Selected text:
↓
# The Somali girl is growing quickly now!



## Vixxen (Jan 13, 2009)

I haven't posted any photo's of the Somali baby since she first came home and was tiny! here she is at almost 4.5 months and growing super quick now!


----------



## munchkinpie (Oct 20, 2011)

wow she is stunning


----------



## Vixxen (Jan 13, 2009)

munchkinpie said:


> wow she is stunning


 is also a little monkey! into everything.


----------



## lymorelynn (Oct 4, 2008)

So pretty :001_wub:


----------



## Cazzer (Feb 1, 2010)

Oh she is stunning a little lady!


----------



## JordanRose (Mar 10, 2012)

Just stunning! Those eyes :001_tt1:


----------



## Citrineblue (Sep 28, 2012)

Stunning is the right word. She is simply stunning, her eyes are mesmerising..


----------



## MerlinsMum (Aug 2, 2009)

There are definitely not enough Somalis in the world!
↑
Provided data:
↓
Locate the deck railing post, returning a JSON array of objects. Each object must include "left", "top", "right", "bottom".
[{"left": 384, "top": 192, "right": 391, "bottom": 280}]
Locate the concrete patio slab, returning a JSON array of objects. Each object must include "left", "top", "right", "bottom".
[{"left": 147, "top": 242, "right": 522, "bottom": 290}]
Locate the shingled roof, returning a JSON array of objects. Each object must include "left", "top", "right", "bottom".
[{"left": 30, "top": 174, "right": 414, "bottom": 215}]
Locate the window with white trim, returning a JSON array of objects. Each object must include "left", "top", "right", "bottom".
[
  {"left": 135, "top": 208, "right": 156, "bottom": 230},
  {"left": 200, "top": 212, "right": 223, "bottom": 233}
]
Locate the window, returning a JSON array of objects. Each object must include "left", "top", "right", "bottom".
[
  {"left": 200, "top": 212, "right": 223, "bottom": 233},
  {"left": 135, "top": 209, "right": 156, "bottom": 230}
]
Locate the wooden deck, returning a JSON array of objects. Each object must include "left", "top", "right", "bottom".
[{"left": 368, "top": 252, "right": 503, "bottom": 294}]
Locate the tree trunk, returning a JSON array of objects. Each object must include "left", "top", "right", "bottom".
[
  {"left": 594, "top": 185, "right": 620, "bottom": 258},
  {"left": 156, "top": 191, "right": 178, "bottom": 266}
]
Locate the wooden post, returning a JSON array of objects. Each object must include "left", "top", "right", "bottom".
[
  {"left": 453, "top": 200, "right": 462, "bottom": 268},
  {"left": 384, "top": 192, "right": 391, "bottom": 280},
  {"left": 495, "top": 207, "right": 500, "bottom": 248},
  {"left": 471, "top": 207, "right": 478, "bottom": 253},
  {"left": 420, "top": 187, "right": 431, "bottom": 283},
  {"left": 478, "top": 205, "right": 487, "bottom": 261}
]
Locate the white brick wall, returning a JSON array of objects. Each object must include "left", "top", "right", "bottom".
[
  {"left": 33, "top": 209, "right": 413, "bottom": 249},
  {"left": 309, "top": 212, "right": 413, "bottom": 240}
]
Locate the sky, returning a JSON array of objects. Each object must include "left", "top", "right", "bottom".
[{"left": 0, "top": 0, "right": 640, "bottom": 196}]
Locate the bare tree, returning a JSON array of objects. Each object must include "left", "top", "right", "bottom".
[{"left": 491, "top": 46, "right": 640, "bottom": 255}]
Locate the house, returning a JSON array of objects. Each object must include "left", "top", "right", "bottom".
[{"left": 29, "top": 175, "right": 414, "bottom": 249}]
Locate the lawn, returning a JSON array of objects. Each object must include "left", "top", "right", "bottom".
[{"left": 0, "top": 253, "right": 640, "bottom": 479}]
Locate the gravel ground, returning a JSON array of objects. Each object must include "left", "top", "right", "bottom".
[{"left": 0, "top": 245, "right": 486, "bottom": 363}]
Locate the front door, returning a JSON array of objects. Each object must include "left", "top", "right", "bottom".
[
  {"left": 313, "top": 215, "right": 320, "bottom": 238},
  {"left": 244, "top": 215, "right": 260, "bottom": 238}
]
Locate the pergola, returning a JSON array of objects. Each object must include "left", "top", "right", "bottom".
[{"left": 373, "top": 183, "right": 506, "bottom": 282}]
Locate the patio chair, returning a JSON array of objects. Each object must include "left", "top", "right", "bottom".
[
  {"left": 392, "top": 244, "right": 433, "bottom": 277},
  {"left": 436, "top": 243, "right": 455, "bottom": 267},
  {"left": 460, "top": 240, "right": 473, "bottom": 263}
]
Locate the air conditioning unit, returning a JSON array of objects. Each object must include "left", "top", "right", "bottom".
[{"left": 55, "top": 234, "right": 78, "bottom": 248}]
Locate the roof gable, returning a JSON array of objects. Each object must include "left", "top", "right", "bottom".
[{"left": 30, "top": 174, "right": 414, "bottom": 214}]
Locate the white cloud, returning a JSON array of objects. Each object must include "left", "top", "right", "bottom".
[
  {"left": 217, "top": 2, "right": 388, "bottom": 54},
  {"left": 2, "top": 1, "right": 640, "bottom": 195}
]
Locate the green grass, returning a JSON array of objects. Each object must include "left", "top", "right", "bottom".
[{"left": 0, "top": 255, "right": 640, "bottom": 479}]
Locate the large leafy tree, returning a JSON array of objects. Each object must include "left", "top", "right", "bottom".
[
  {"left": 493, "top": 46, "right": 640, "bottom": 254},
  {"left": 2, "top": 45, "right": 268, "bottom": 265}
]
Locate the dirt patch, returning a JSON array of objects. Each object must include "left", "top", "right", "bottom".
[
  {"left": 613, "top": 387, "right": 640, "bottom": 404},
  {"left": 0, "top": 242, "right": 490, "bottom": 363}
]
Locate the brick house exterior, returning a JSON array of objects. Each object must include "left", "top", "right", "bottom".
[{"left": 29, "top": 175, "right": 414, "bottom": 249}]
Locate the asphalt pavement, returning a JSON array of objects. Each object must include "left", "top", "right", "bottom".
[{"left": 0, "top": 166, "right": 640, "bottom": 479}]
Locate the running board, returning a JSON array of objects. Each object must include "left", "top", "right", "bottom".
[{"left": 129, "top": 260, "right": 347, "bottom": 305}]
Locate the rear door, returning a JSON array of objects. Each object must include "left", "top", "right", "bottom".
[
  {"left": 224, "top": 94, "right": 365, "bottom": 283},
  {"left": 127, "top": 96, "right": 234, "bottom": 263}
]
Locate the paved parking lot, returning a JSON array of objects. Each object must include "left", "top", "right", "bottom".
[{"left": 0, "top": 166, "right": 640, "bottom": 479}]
↑
Carry on the forum thread about the growing Somali kitten from its final post. The listing comes from a separate source.

Answer to the task:
(I had one myself many years ago).


----------



## catgeoffrey (Jun 28, 2012)

What a beautiful cat!


----------



## Vixxen (Jan 13, 2009)

MerlinsMum said:


> There are definitely not enough Somalis in the world!
> (I had one myself many years ago).


I agree! they are often overlooked....shame as they are such a wonderful and unique breed  My mother has had them since 1986, cant imagine life without a Somali! (although my heart does belong to the Norwegian Forest Cats)


----------



## Forester (Dec 2, 2012)

Stunning *IS* the only word to describe her.


----------



## Mum to Missy (Aug 13, 2013)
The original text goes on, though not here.